* [Collected data entries]
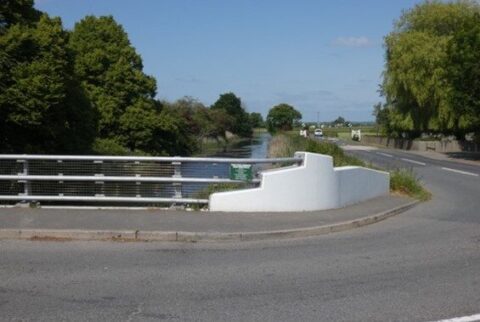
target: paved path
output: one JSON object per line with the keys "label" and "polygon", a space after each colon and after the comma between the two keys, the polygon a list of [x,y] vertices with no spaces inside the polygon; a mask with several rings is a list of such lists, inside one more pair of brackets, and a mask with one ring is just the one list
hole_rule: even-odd
{"label": "paved path", "polygon": [[0,208],[0,229],[85,229],[186,232],[259,232],[351,221],[411,203],[384,196],[341,209],[298,213],[214,213],[169,210]]}

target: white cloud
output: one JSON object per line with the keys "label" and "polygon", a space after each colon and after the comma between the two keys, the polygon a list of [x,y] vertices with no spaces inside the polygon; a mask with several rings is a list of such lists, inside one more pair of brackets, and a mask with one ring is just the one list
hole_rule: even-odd
{"label": "white cloud", "polygon": [[333,41],[334,46],[340,47],[369,47],[373,44],[372,40],[365,36],[361,37],[338,37]]}

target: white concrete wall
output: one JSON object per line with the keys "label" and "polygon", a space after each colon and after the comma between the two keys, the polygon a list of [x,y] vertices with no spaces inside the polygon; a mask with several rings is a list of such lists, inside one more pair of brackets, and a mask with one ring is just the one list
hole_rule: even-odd
{"label": "white concrete wall", "polygon": [[390,174],[363,167],[334,169],[338,180],[338,207],[385,195],[390,190]]}
{"label": "white concrete wall", "polygon": [[[359,167],[334,169],[330,156],[308,152],[297,152],[296,155],[304,158],[301,166],[264,172],[258,188],[212,194],[210,210],[323,210],[343,207],[389,192],[388,173]],[[365,189],[368,185],[366,182],[371,182],[372,189]]]}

* [Activity]
Each line above has to be returned exactly. Drop the pictures.

* [Response to the exercise]
target: paved path
output: one JSON object per line with the keys "label" and "polygon", a space after each colon and after the comma between the two keys, the polygon a list of [x,y] vertices with no spaces inside the polygon; a mask with several rings is a list of such lists, inside one more pair of brackets, and a mask with one ring is just the one list
hole_rule: even-odd
{"label": "paved path", "polygon": [[0,208],[0,229],[85,229],[186,232],[259,232],[351,221],[411,203],[384,196],[341,209],[298,213],[214,213],[169,210]]}

target: white cloud
output: one JSON object per line with the keys "label" and "polygon", a space after each colon and after the comma between the two keys, the polygon a list of [x,y] vertices with no spaces inside the polygon; a mask with several rings is a list of such lists, inside one more pair of brackets, and a mask with one ring is just the one list
hole_rule: even-odd
{"label": "white cloud", "polygon": [[333,41],[334,46],[340,47],[369,47],[373,44],[372,40],[365,36],[361,37],[338,37]]}

target: white concrete wall
output: one JSON object per line with the keys "label" and "polygon", a space after each colon and after the comma between the two keys, the polygon a list of [x,y] vertices with no spaces inside the polygon; a mask with several rings is a list of such lists, inside one more pair of brackets, and a mask with one ring is just the one list
hole_rule: even-odd
{"label": "white concrete wall", "polygon": [[390,174],[363,167],[334,169],[338,180],[338,207],[385,195],[390,190]]}
{"label": "white concrete wall", "polygon": [[[359,167],[334,169],[330,156],[308,152],[297,152],[296,155],[304,158],[301,166],[264,172],[258,188],[212,194],[210,210],[323,210],[343,207],[389,192],[388,173]],[[365,189],[368,185],[366,182],[371,182],[372,189]]]}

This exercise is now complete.